Problem:
Which of the lines below contain the word "bridge"? Show each such line in full.

Input:
◆ ◆ ◆ ◆

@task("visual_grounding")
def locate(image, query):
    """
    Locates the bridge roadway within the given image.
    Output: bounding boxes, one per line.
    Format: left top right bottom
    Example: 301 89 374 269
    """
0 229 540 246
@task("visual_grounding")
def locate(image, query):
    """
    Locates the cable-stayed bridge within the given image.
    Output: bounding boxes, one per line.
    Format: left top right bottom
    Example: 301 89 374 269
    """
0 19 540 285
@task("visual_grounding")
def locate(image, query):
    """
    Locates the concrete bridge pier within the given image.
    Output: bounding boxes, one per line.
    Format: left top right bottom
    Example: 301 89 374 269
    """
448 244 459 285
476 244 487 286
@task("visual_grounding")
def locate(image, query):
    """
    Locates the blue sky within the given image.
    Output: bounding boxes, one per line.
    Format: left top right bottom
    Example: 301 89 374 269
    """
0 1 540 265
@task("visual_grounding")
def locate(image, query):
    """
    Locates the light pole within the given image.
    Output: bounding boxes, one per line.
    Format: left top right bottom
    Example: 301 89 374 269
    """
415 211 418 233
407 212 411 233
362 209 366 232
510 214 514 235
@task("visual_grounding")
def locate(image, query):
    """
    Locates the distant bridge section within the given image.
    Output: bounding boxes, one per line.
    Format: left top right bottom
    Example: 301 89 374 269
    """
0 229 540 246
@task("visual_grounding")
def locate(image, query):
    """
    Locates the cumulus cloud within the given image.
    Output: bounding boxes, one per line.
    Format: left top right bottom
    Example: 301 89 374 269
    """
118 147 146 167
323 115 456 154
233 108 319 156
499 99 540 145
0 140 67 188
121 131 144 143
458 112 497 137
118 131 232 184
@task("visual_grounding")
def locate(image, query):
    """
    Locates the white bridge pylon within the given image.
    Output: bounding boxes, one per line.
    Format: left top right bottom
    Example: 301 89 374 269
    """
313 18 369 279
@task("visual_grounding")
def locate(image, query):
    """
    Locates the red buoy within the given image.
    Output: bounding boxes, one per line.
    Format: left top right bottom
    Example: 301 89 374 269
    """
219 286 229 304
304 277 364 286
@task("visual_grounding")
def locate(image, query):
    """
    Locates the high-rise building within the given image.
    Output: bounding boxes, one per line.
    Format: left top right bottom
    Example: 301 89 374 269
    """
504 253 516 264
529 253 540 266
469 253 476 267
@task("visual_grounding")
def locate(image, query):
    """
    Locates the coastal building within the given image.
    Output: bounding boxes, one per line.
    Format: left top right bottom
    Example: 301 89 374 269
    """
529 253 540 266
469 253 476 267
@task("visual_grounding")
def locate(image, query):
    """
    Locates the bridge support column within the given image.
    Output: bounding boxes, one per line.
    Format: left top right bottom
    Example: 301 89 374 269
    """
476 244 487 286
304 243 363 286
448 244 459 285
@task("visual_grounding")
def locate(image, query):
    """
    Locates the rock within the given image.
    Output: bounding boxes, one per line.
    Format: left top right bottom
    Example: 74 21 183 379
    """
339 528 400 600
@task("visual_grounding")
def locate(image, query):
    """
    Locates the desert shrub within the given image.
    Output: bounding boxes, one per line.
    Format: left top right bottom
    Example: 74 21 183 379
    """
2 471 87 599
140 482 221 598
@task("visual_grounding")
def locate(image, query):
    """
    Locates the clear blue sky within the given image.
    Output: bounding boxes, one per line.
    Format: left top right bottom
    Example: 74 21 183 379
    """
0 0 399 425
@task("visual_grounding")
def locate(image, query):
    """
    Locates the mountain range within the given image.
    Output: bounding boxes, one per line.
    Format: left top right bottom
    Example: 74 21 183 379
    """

◆ ◆ ◆ ◆

Answer to this task:
    Locates the bridge roadway within the given image.
    Locates the cable-stayed bridge within the given image.
    Locates the concrete bridge pier within the given image.
    Locates the distant bridge section within the given image.
    Locates the white bridge pylon within the given image.
    Locates the bridge support column within the given image.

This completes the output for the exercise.